• DIRECTIONS:
From the records below, pull out every line that contains the string "bridge" and copy each one unchanged.

[Items from a data source]
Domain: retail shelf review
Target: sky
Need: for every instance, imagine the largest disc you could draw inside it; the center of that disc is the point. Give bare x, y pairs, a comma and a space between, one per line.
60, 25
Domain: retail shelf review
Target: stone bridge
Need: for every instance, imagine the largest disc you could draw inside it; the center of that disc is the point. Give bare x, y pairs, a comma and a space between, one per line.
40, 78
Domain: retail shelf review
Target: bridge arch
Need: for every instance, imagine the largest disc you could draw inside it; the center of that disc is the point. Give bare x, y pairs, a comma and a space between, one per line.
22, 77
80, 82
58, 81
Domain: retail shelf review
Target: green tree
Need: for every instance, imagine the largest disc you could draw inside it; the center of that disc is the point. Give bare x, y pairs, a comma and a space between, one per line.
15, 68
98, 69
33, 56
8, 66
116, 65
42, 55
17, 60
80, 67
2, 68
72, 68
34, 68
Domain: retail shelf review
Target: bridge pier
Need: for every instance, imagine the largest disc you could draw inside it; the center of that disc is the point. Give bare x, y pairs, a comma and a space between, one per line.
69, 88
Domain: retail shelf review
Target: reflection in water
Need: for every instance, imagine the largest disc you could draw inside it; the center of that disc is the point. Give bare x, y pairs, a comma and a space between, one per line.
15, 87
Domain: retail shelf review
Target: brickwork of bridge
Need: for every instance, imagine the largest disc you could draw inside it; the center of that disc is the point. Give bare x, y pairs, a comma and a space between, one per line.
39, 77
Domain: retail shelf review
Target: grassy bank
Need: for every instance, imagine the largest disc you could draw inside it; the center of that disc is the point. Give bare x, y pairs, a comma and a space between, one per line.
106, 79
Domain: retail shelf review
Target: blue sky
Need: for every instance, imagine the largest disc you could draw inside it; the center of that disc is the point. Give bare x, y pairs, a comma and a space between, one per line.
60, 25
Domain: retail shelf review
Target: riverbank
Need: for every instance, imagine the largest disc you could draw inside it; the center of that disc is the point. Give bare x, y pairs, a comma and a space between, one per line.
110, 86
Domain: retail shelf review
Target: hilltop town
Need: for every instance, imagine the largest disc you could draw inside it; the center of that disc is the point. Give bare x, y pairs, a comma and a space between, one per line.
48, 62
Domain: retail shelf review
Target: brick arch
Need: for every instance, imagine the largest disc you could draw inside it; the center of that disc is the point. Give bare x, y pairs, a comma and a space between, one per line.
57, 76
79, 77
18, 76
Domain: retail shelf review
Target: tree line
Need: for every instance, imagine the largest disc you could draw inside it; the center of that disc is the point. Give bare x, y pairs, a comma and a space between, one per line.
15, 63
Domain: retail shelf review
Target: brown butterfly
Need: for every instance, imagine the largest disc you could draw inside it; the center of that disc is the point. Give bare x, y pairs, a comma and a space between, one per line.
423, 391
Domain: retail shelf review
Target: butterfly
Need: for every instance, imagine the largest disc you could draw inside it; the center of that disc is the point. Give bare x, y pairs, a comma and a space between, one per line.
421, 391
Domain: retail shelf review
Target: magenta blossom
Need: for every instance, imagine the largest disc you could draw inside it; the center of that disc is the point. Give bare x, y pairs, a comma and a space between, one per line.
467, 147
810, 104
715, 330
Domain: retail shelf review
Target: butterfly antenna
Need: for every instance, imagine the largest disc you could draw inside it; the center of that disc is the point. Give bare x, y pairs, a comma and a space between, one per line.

• FULL RESPONSE:
Target: stone bridge
Target: bridge arch
Target: bridge pier
Target: brickwork of bridge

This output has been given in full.